With images removed, transcribe each record exactly as it appears.

■ ■ ■ ■ ■ ■ ■

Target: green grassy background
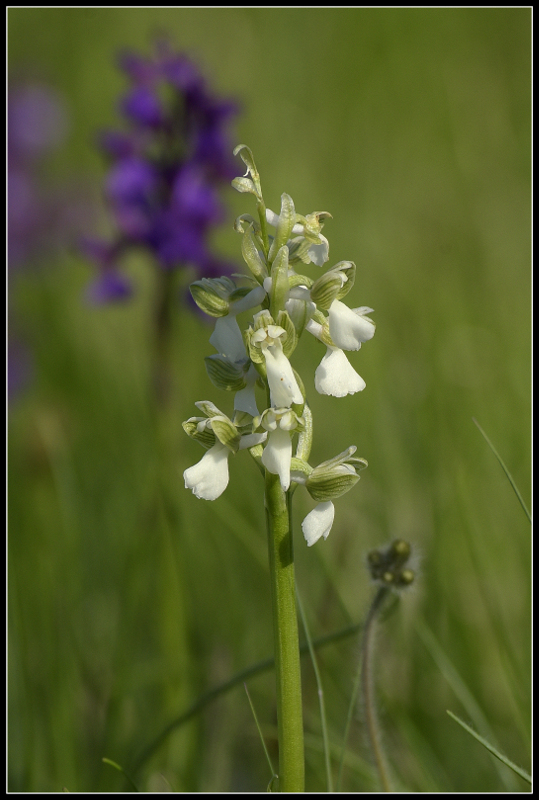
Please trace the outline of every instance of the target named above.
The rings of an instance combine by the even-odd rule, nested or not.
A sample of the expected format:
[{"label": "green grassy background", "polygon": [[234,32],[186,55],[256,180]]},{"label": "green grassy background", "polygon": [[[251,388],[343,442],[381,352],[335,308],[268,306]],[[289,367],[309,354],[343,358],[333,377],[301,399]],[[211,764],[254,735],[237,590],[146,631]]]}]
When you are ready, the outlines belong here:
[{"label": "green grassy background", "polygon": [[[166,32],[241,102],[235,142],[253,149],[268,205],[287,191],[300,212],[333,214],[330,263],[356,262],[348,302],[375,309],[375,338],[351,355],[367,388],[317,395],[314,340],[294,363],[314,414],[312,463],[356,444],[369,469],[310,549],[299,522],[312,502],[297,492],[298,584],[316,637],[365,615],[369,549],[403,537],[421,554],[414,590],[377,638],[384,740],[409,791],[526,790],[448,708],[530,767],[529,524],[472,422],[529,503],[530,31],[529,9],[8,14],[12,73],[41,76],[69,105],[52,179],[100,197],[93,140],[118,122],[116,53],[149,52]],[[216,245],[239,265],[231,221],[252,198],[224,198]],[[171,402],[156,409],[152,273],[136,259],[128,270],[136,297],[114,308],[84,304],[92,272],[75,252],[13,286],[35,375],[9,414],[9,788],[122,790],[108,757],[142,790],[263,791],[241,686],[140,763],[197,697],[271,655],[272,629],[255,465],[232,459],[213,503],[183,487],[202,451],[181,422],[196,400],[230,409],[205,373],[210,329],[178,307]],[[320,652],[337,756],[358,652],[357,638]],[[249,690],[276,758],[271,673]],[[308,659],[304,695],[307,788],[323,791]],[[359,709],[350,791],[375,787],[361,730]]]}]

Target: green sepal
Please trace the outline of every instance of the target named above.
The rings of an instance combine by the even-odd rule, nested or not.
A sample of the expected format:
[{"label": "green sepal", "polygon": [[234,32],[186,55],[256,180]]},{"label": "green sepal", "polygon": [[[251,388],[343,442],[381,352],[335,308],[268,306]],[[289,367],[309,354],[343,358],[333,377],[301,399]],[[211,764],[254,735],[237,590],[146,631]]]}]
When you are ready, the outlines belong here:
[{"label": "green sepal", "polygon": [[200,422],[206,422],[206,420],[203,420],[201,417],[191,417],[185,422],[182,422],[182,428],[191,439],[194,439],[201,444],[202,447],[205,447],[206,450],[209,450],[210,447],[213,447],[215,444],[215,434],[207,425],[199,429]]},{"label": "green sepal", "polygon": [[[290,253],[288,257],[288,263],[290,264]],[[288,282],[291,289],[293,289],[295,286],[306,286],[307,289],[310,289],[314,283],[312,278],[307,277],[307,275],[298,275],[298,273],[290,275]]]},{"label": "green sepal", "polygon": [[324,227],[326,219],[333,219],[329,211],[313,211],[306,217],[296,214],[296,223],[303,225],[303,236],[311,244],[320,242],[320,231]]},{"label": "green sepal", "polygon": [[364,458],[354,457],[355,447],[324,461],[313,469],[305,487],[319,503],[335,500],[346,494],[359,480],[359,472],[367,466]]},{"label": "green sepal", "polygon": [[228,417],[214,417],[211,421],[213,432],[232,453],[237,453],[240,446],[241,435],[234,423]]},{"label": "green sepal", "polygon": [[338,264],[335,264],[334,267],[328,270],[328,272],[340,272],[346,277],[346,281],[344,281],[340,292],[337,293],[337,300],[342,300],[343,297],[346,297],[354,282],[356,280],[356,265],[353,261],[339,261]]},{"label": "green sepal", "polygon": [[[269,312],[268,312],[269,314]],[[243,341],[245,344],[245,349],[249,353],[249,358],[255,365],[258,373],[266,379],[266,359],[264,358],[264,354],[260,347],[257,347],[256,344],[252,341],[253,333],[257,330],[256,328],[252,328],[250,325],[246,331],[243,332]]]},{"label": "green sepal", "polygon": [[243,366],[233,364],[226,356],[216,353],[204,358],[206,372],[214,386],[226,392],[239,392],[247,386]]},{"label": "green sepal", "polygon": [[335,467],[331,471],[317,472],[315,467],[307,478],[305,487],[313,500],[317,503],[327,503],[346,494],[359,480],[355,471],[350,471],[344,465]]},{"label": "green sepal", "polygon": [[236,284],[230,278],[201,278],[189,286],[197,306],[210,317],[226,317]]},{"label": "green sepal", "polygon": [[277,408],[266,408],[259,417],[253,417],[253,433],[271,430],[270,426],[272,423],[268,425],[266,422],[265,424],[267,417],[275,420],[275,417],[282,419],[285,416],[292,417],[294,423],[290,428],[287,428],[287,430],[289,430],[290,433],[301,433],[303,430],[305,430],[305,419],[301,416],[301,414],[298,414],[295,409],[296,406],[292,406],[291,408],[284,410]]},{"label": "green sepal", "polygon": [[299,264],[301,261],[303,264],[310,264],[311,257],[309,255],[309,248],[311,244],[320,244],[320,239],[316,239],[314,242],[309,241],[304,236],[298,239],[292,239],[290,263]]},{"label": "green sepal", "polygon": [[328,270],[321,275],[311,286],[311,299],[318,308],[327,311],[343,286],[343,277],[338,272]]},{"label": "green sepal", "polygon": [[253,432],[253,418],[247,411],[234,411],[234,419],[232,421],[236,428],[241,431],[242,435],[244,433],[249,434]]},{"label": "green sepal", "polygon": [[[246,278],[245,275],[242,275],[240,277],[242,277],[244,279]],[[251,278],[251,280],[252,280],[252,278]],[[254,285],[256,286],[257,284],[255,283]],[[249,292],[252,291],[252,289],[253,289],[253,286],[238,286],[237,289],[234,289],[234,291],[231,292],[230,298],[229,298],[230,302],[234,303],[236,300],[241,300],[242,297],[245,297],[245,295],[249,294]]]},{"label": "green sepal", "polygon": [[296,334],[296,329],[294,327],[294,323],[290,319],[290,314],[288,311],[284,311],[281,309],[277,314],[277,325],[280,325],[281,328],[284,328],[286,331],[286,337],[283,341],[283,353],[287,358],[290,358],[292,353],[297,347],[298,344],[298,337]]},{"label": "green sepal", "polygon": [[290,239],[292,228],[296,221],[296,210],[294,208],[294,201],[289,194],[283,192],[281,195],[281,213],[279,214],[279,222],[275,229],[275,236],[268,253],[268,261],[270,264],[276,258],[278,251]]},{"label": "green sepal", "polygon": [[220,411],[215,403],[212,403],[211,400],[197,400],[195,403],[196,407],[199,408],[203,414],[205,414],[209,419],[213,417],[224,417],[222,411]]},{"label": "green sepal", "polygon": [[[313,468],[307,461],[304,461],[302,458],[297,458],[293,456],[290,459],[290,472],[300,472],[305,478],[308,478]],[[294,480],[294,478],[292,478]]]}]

■ ■ ■ ■ ■ ■ ■

§ Expected answer:
Target: green grassy background
Please trace the outline of every instance of the target named above.
The rings of an instance combine by the even-odd rule, nested or not.
A sample of the expected format:
[{"label": "green grassy background", "polygon": [[234,32],[186,55],[256,180]]},{"label": "green grassy background", "polygon": [[[251,388],[343,442],[381,352],[335,308],[268,306]],[[289,367],[309,354],[343,358],[333,377],[301,399]],[[211,764],[254,735],[237,590],[146,631]]]}]
When you are ready, the outlines belong here:
[{"label": "green grassy background", "polygon": [[[166,32],[241,102],[235,142],[253,149],[268,205],[287,191],[300,212],[333,214],[330,263],[356,262],[348,302],[375,309],[375,338],[351,355],[367,388],[317,395],[314,340],[294,363],[314,414],[312,463],[356,444],[369,469],[310,549],[299,522],[312,502],[297,492],[298,584],[316,637],[365,615],[369,549],[403,537],[421,554],[414,590],[377,638],[384,740],[409,791],[526,790],[448,708],[530,767],[529,524],[472,422],[529,503],[530,31],[529,9],[8,14],[12,73],[41,76],[69,105],[52,179],[100,197],[93,140],[118,122],[116,53],[149,52]],[[216,245],[239,265],[231,221],[252,198],[224,198]],[[171,402],[156,409],[152,273],[136,259],[128,270],[136,297],[114,308],[84,304],[92,272],[75,252],[13,286],[35,375],[9,414],[9,788],[122,790],[108,757],[142,790],[263,791],[241,686],[140,763],[197,697],[271,655],[272,629],[255,465],[232,459],[213,503],[183,487],[202,451],[181,422],[196,400],[230,409],[205,373],[210,329],[178,307]],[[320,652],[337,756],[358,652],[357,638]],[[249,690],[276,758],[271,673]],[[308,659],[304,695],[307,788],[323,791]],[[359,709],[350,791],[375,787],[361,730]]]}]

Target: green sepal
Please trace the outline of every instance of the target named above.
The rings of an instance combine by the even-odd rule, nested or not.
A sample of the expected format:
[{"label": "green sepal", "polygon": [[234,32],[186,55],[256,180]]},{"label": "green sepal", "polygon": [[[251,388],[343,442],[381,352],[335,308],[268,306]],[[289,367],[309,354],[343,358],[333,377],[301,399]],[[211,764],[254,735],[237,590],[146,631]]]}]
When you are ready, the outlines belong here:
[{"label": "green sepal", "polygon": [[200,422],[206,422],[206,420],[203,420],[201,417],[191,417],[185,422],[182,422],[182,428],[191,439],[194,439],[201,444],[202,447],[205,447],[206,450],[209,450],[210,447],[213,447],[215,444],[215,434],[207,425],[199,429]]},{"label": "green sepal", "polygon": [[[290,253],[288,257],[288,263],[290,264]],[[288,282],[291,289],[293,289],[295,286],[306,286],[307,289],[310,289],[314,283],[312,278],[307,277],[307,275],[298,275],[298,273],[290,275]]]},{"label": "green sepal", "polygon": [[324,227],[326,219],[333,219],[329,211],[313,211],[306,217],[296,214],[296,223],[303,225],[303,236],[311,244],[320,242],[320,231]]},{"label": "green sepal", "polygon": [[364,458],[354,457],[355,447],[324,461],[313,469],[305,487],[319,503],[335,500],[346,494],[359,480],[359,472],[367,466]]},{"label": "green sepal", "polygon": [[228,417],[214,417],[211,421],[213,432],[232,453],[237,453],[240,446],[241,435],[234,423]]},{"label": "green sepal", "polygon": [[338,264],[335,264],[334,267],[328,270],[328,272],[340,272],[346,277],[346,281],[344,281],[340,292],[337,293],[337,300],[342,300],[343,297],[346,297],[354,282],[356,280],[356,265],[353,261],[339,261]]},{"label": "green sepal", "polygon": [[[269,312],[268,312],[269,314]],[[243,341],[245,344],[245,349],[249,353],[249,358],[255,365],[258,373],[266,379],[266,359],[264,358],[264,354],[260,347],[257,347],[256,344],[252,341],[253,333],[257,330],[256,328],[252,328],[250,325],[246,331],[243,332]]]},{"label": "green sepal", "polygon": [[243,366],[233,364],[226,356],[216,353],[204,358],[206,372],[214,386],[226,392],[239,392],[247,386]]},{"label": "green sepal", "polygon": [[335,467],[331,471],[317,472],[315,467],[307,478],[305,487],[313,500],[317,503],[327,503],[346,494],[359,480],[355,471],[350,471],[344,465]]},{"label": "green sepal", "polygon": [[236,284],[230,278],[201,278],[189,286],[197,306],[210,317],[226,317]]},{"label": "green sepal", "polygon": [[277,408],[266,408],[259,417],[253,417],[253,433],[271,430],[270,426],[272,423],[268,425],[266,422],[265,424],[267,417],[275,420],[275,417],[282,419],[285,416],[292,417],[294,423],[290,428],[287,428],[287,430],[289,430],[290,433],[301,433],[303,430],[305,430],[305,419],[301,416],[301,414],[298,414],[295,409],[296,406],[292,406],[291,408],[284,410]]},{"label": "green sepal", "polygon": [[299,264],[301,261],[303,264],[310,264],[311,257],[309,255],[309,248],[311,244],[320,244],[320,239],[316,239],[314,242],[309,241],[304,236],[298,239],[292,239],[290,263]]},{"label": "green sepal", "polygon": [[328,270],[321,275],[311,286],[311,299],[318,308],[327,311],[343,286],[343,277],[338,272]]},{"label": "green sepal", "polygon": [[253,432],[253,418],[247,411],[234,411],[234,419],[232,421],[236,428],[241,431],[242,435],[244,433],[249,434]]},{"label": "green sepal", "polygon": [[[246,278],[245,275],[242,275],[240,277],[242,277],[244,279]],[[251,278],[251,280],[252,280],[252,278]],[[254,285],[256,286],[257,284],[255,283]],[[249,292],[252,291],[252,289],[253,289],[253,286],[238,286],[237,289],[234,289],[234,291],[231,292],[230,298],[229,298],[230,302],[234,303],[236,300],[241,300],[242,297],[245,297],[245,295],[249,294]]]},{"label": "green sepal", "polygon": [[296,334],[296,329],[294,327],[294,323],[290,319],[290,314],[288,311],[284,311],[281,309],[277,314],[277,325],[280,325],[281,328],[284,328],[286,331],[286,337],[283,341],[283,353],[287,358],[290,358],[292,353],[297,347],[298,344],[298,337]]},{"label": "green sepal", "polygon": [[290,239],[292,228],[296,221],[296,210],[294,208],[294,201],[289,194],[283,192],[281,195],[281,213],[279,214],[279,222],[275,229],[275,236],[268,253],[268,261],[270,264],[276,258],[278,251]]},{"label": "green sepal", "polygon": [[220,411],[215,403],[212,403],[211,400],[197,400],[195,403],[196,407],[199,408],[203,414],[205,414],[209,419],[213,417],[224,417],[222,411]]},{"label": "green sepal", "polygon": [[[313,468],[307,461],[304,461],[302,458],[297,458],[293,456],[290,459],[290,472],[300,472],[305,478],[308,478]],[[294,480],[294,478],[292,478]]]}]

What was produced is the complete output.